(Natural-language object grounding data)

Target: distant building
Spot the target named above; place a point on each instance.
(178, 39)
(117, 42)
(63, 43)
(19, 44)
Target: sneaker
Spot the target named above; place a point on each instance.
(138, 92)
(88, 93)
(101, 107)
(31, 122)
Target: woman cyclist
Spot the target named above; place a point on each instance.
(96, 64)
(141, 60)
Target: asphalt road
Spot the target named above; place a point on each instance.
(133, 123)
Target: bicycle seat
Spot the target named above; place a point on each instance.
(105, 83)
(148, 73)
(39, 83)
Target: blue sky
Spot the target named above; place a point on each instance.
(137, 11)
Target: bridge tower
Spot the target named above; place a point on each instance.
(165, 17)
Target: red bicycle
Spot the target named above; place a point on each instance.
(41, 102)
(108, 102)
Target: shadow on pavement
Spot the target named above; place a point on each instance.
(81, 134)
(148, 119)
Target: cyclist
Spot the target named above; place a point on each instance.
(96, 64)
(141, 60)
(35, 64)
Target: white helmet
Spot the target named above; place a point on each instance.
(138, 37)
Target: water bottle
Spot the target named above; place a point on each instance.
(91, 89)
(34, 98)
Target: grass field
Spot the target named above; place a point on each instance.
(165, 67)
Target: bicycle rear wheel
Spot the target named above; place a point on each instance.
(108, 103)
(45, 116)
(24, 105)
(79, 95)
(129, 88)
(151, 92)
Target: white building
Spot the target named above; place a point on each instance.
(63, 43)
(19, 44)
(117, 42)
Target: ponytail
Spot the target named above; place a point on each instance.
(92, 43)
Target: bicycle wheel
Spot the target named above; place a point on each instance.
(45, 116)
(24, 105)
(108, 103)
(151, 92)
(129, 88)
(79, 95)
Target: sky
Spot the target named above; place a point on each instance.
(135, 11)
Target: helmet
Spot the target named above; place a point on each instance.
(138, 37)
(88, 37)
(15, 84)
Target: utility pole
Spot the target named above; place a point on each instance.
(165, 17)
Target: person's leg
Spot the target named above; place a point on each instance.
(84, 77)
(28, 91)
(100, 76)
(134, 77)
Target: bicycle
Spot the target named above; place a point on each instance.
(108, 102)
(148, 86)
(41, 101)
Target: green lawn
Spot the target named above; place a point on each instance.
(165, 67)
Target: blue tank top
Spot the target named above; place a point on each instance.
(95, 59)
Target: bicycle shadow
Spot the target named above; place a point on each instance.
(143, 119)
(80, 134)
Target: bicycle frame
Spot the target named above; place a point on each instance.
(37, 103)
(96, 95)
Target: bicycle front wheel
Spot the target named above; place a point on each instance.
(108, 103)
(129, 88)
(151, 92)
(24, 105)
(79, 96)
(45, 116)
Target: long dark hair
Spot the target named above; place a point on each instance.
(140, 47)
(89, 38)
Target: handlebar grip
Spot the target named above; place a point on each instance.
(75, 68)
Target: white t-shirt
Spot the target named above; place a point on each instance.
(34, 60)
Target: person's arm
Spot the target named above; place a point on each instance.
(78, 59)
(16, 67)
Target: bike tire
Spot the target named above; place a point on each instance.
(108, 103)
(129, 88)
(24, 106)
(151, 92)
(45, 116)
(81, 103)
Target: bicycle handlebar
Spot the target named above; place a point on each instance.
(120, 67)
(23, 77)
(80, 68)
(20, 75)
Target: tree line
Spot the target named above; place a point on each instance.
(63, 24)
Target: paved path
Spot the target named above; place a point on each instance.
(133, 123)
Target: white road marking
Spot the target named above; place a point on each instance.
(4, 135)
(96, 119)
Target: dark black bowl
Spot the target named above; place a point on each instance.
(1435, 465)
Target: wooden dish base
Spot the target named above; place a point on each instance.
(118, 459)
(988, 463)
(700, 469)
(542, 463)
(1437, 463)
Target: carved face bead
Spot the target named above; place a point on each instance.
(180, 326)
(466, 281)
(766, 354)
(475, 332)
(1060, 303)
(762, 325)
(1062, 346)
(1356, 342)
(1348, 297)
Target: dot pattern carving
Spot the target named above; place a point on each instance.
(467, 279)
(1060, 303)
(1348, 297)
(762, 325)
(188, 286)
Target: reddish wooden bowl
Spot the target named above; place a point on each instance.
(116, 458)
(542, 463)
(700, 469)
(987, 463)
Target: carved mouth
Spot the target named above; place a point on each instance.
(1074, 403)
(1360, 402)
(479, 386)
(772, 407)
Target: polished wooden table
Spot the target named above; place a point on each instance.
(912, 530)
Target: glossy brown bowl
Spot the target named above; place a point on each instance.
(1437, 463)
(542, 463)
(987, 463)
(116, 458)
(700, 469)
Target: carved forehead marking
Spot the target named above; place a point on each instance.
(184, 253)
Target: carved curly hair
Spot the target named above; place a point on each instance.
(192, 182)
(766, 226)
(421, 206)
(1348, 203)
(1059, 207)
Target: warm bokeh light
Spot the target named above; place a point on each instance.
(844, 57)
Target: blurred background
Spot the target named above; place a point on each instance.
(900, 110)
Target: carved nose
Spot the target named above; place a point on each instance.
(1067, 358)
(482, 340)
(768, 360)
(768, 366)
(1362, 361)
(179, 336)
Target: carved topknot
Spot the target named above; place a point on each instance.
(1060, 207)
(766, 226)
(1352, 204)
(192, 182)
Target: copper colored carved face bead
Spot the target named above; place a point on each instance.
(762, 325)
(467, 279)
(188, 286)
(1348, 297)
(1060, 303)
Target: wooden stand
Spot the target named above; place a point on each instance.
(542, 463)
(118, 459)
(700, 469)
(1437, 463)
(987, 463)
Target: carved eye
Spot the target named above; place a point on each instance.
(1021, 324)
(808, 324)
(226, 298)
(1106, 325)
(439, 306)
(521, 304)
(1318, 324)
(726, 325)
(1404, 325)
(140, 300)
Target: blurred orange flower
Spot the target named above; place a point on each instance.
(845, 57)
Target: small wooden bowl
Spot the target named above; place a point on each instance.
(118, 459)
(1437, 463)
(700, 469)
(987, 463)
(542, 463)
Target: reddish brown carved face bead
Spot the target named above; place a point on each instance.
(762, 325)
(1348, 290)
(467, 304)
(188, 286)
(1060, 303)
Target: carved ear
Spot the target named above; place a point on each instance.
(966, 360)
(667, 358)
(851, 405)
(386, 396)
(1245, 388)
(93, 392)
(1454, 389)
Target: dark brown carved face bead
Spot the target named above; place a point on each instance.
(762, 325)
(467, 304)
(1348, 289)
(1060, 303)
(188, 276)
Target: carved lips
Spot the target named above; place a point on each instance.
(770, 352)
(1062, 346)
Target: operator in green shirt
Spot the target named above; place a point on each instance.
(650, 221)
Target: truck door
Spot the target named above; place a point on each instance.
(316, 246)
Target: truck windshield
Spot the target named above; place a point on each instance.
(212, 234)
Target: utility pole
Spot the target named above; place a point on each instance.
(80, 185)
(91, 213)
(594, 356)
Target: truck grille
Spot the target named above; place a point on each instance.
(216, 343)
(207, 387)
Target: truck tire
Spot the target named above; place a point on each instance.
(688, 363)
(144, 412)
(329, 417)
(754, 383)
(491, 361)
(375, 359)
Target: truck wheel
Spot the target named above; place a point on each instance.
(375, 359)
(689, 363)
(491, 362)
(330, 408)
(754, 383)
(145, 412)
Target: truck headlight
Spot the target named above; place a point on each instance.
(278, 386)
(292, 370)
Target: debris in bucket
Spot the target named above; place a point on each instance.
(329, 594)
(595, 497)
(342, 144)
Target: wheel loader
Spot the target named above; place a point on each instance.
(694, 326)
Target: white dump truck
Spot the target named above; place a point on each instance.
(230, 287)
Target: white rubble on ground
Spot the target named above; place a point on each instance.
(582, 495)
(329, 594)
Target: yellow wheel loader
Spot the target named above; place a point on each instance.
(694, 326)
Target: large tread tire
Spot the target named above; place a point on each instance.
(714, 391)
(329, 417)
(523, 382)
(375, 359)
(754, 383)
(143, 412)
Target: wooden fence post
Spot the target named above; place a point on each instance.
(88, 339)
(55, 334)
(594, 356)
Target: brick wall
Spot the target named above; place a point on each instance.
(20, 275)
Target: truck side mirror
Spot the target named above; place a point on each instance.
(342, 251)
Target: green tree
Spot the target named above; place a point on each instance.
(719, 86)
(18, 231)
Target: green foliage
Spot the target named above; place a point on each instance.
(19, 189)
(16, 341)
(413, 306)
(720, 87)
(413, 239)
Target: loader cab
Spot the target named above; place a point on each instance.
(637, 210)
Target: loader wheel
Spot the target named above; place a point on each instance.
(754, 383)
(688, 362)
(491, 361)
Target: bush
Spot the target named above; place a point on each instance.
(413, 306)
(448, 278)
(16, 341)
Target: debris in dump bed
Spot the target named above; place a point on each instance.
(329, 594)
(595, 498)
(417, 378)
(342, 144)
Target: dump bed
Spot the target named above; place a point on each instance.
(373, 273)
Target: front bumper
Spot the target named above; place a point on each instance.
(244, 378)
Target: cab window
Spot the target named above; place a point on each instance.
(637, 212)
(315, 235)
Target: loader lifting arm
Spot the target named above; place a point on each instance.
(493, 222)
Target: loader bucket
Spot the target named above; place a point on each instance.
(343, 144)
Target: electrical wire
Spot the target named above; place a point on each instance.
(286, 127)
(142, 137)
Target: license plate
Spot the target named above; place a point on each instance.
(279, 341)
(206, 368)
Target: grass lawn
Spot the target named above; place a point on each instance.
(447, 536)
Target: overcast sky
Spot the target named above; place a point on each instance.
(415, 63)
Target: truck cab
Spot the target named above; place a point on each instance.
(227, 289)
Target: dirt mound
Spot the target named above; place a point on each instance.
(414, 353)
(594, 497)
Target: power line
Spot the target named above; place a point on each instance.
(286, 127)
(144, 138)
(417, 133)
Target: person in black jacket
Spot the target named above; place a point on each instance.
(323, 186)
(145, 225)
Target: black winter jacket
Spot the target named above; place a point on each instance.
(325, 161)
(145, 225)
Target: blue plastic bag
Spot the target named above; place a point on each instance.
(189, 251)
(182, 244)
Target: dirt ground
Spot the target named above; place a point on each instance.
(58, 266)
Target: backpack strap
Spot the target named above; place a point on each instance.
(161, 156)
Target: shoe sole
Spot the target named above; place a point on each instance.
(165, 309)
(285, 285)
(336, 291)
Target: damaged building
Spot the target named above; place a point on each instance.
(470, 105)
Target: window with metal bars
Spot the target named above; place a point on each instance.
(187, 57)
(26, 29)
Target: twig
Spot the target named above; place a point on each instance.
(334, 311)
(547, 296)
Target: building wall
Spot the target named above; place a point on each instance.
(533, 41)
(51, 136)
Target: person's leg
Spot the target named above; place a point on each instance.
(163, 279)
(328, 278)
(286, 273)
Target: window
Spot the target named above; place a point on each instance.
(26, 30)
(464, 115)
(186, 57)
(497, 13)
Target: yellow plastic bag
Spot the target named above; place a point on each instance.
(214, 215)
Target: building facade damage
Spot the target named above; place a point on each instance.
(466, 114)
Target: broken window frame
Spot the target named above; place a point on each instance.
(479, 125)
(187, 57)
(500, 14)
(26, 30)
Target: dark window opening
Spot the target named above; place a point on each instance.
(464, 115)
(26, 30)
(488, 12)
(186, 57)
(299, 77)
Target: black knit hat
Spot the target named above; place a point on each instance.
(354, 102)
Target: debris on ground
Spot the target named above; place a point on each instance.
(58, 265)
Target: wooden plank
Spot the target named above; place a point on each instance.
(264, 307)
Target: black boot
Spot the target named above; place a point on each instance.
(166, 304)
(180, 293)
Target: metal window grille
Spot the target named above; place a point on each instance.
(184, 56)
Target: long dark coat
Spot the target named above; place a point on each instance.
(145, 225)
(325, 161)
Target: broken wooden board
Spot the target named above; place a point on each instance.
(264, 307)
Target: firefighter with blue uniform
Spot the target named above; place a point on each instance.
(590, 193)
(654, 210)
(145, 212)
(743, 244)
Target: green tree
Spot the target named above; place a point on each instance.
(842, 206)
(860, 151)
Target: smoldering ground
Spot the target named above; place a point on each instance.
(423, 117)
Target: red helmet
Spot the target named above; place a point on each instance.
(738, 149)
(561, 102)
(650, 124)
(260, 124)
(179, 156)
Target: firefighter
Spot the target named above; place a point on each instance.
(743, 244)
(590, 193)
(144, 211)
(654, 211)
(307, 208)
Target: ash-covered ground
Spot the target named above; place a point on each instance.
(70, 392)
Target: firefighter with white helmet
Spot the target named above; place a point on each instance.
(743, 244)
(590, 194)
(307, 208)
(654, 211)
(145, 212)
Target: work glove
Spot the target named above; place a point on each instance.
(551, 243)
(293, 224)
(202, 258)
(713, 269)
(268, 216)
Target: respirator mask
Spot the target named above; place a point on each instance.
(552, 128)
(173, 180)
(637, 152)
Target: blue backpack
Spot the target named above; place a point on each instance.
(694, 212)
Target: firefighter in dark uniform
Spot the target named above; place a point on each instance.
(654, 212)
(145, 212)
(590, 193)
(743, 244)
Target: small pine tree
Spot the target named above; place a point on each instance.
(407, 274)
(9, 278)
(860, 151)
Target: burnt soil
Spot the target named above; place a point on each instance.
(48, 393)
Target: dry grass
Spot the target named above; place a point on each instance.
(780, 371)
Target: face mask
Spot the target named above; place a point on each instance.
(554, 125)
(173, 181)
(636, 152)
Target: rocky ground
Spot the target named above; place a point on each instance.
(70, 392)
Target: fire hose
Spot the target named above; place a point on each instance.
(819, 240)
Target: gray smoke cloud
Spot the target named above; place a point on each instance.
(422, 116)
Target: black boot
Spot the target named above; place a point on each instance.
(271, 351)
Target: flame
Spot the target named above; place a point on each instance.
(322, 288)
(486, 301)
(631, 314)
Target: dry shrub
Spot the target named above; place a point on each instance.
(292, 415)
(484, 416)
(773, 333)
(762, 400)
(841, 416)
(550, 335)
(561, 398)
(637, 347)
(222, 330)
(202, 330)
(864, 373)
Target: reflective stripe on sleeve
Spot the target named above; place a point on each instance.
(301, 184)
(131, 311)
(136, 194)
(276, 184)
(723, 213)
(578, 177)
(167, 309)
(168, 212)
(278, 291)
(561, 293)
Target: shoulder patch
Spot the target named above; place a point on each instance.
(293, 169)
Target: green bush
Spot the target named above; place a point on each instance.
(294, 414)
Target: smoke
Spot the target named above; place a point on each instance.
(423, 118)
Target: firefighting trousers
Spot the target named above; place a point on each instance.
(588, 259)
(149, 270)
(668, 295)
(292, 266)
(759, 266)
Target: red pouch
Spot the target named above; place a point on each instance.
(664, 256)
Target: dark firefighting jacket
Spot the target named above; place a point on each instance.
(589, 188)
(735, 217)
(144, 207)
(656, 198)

WHAT TO WORK ON
Lines that contain "grass" are to be copied from the records above.

RESPONSE TO THE EXERCISE
Target: grass field
Target: grass lawn
Target: dry grass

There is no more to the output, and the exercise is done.